WHAT THE TASK ASKS:
Rewrite the records below, changing every "Target" to "Object" and keeping everything else the same. Omit the pictures from your answer.
— Start of STORED DATA —
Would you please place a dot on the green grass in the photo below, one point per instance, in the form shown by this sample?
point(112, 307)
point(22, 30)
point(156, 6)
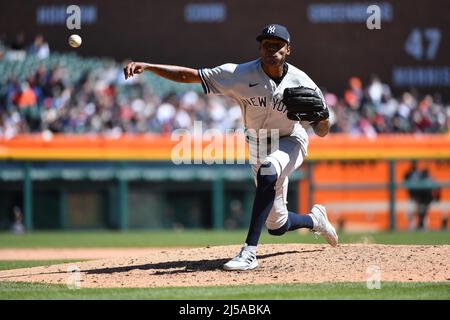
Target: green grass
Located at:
point(17, 264)
point(358, 290)
point(88, 239)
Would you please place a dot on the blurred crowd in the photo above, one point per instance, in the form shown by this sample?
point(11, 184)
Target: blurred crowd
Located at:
point(102, 102)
— End of STORED DATA —
SOLUTION FOR THIS PROBLEM:
Would you please place a dot on the green grass in the photo below, one point per instance, in the form shown by this sample?
point(112, 307)
point(22, 30)
point(156, 6)
Object: green grass
Located at:
point(17, 264)
point(358, 290)
point(88, 239)
Would you please place a dot on the blurred crowd in the photo above, one point per instance, in the form shown by this sample?
point(11, 184)
Object: blurred crowd
Located at:
point(102, 102)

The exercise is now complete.